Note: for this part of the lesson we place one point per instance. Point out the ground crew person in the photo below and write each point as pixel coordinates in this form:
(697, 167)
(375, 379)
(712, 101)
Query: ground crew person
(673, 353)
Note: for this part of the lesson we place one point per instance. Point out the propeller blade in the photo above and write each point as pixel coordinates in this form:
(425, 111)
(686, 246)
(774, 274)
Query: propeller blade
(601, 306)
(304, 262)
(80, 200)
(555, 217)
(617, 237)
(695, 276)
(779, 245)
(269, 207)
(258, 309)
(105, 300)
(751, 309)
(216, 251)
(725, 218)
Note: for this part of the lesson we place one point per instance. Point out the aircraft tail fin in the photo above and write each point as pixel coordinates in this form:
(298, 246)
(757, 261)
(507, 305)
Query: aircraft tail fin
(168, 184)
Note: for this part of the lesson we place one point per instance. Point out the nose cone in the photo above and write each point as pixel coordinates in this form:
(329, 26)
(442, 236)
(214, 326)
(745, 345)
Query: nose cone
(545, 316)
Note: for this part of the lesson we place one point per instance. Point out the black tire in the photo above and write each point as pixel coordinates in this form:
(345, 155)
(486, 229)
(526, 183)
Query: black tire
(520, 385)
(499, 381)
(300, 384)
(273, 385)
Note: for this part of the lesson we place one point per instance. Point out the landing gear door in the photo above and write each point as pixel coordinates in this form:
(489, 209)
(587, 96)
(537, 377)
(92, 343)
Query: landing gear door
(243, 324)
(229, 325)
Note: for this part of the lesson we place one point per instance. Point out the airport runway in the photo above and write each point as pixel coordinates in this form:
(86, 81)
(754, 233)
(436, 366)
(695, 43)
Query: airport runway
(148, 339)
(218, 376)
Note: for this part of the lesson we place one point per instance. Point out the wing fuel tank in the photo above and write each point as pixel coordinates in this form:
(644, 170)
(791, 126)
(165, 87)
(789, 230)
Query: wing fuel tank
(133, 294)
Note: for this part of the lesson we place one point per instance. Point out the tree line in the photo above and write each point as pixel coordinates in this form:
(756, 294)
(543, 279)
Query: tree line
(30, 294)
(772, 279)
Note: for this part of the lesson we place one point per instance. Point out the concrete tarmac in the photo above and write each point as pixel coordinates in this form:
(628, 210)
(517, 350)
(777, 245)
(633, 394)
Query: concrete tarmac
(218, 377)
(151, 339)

########

## Requirements:
Output only the lines running from the line with "out the airport" through the final line of the data, inclusive.

## Response to this exercise:
Note: for this part of the lesson we place one point per instance. Point out the airport runway in the photo above and write each point as pixel coordinates in this form:
(86, 81)
(754, 233)
(436, 366)
(695, 43)
Query: airport runway
(148, 339)
(218, 376)
Note: for this part of the lesson we place one point per instance. Point out the wing fuel tank in the photo above and write each point as pixel coordinates in this form:
(644, 170)
(791, 126)
(165, 87)
(789, 230)
Query: wing fuel tank
(133, 294)
Note: for this part of the lesson we place one point per instance. Point out the tree line in the photo above and write each point as pixel coordinates in this form:
(756, 294)
(543, 279)
Query: tree line
(30, 294)
(772, 279)
Note: for this part of the lesson we place one point per instance. Point out the concrete tarmac in the photo above and write each point as pixel coordinates in this form:
(628, 210)
(517, 350)
(777, 245)
(633, 394)
Query: concrete tarmac
(218, 377)
(151, 339)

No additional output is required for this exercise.